→ **EXERCISE PASSAGE**

▼

= Beğlan Birand Toğrol =

Turkish psychologist

Beğlan Birand Toğrol (March 1927 in Istanbul – 19 January 2016) was a Turkish scientist, best known for her contributions to medical and experimental psychology.

==Early life==
Toğrol attended Istanbul University where she got certificates both in English Literature and in Psychology (1945–1949). In 1948 she had also enrolled to the Academy of Fine Arts taking a degree in painting from the famous Turkish painter Nurullah Berk's studio in 1952. Then, as Fulbright Exchange Scholar in psychology she went to Stanford University in California, U.S.A. (1952–1953). On her return to Istanbul University she earned her PhD at the Psychology Department, Istanbul University, under Wilhelm Peters and Mümtaz Turhan in 1954.

==Academic life==
She was elected to Sarah Smithson Research Fellowship at Newnham College, Cambridge, where she conducted experiments on "colour perception" at the Psychology Department of the University (1957–1960). University of Cambridge conferred her M.A. (Cantab) degree upon this election. She became a professor at the Psychology Department, Istanbul University in 1965. She held the Chair of Experimental Psychology (1969–1977), and was the Head of the Department of Psychology (1982–1994). She was also the Principal of the Institute of Experimental Psychology (1969–1981). She has published 10 books, and over a hundred original articles mostly in visual perception, medical psychology and on psychological problems of different social and cultural groups.

==Awards and recognition==
In 1992 she was elected to "Honorary Fellowship" of Newnham College, Cambridge.
She received an award from the Children’s Foundation of Turkey for her socio-cultural researches on "the Turkish family".

▲

→ **SOURCE DATA**
▼

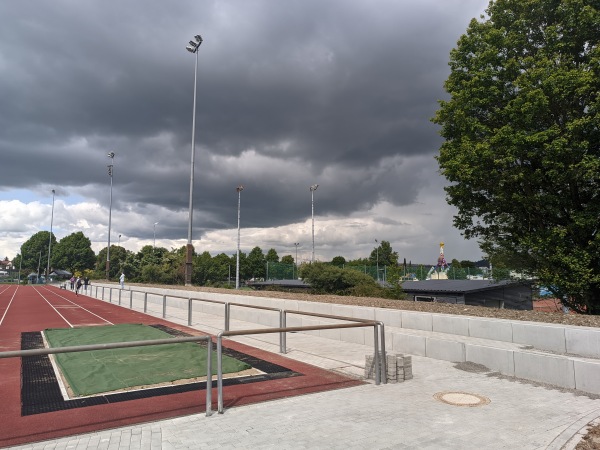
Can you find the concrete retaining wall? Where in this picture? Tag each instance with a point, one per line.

▲

Print the part of the Toğrol biography that begins at the words "Turkish psychologist" and ends after the words "Turhan in 1954.", keeping every character unchanged. The listing has no connection to the Toğrol biography.

Turkish psychologist

Beğlan Birand Toğrol (March 1927 in Istanbul – 19 January 2016) was a Turkish scientist, best known for her contributions to medical and experimental psychology.

==Early life==
Toğrol attended Istanbul University where she got certificates both in English Literature and in Psychology (1945–1949). In 1948 she had also enrolled to the Academy of Fine Arts taking a degree in painting from the famous Turkish painter Nurullah Berk's studio in 1952. Then, as Fulbright Exchange Scholar in psychology she went to Stanford University in California, U.S.A. (1952–1953). On her return to Istanbul University she earned her PhD at the Psychology Department, Istanbul University, under Wilhelm Peters and Mümtaz Turhan in 1954.